*Prompt:* Scale the answer coordinates in all of the records below by 0.8, rounding to whole numbers with halves rounded up, and write out every line again, requests included. Leave the sample coordinates in the requests unchanged.

+ + + + + + +

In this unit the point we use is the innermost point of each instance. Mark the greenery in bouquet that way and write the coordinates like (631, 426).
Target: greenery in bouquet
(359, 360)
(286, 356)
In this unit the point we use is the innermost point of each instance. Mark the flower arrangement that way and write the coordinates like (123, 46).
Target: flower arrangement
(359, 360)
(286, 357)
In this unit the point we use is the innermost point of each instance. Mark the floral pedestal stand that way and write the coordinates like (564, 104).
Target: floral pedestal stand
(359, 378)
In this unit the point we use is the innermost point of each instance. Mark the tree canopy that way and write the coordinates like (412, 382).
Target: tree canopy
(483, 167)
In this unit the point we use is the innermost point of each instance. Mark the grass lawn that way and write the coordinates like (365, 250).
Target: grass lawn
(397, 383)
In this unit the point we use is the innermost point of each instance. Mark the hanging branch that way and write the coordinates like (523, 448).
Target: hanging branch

+ + + + + + +

*Written answer:*
In this unit the point we use is the innermost point of each instance. Mark the greenery in bouquet that way and write the coordinates like (631, 426).
Target: greenery in bouquet
(287, 288)
(229, 285)
In this unit the point we use is the innermost point of each instance. Mark the flower arrangement that way and write the coordinates like (123, 46).
Target: flower arrangement
(287, 288)
(229, 286)
In this unit the point we use is the innermost point of each instance. Mark the floral pedestal stand that way and write the coordinates like (564, 104).
Target: floral pedestal stand
(287, 302)
In this unit the point we use is the innermost point of each instance. Mark the tree canopy that way and write the coordinates like (412, 382).
Target: tree canopy
(386, 134)
In this unit the point we use is the innermost point of each instance. Mark the grass lawn that way and write the coordinates like (365, 250).
Target: grass lawn
(318, 306)
In this unit the point we use is the innermost point of each instance. Mark the hanging branch that way and write the coordinates like (523, 448).
Target: hanging branch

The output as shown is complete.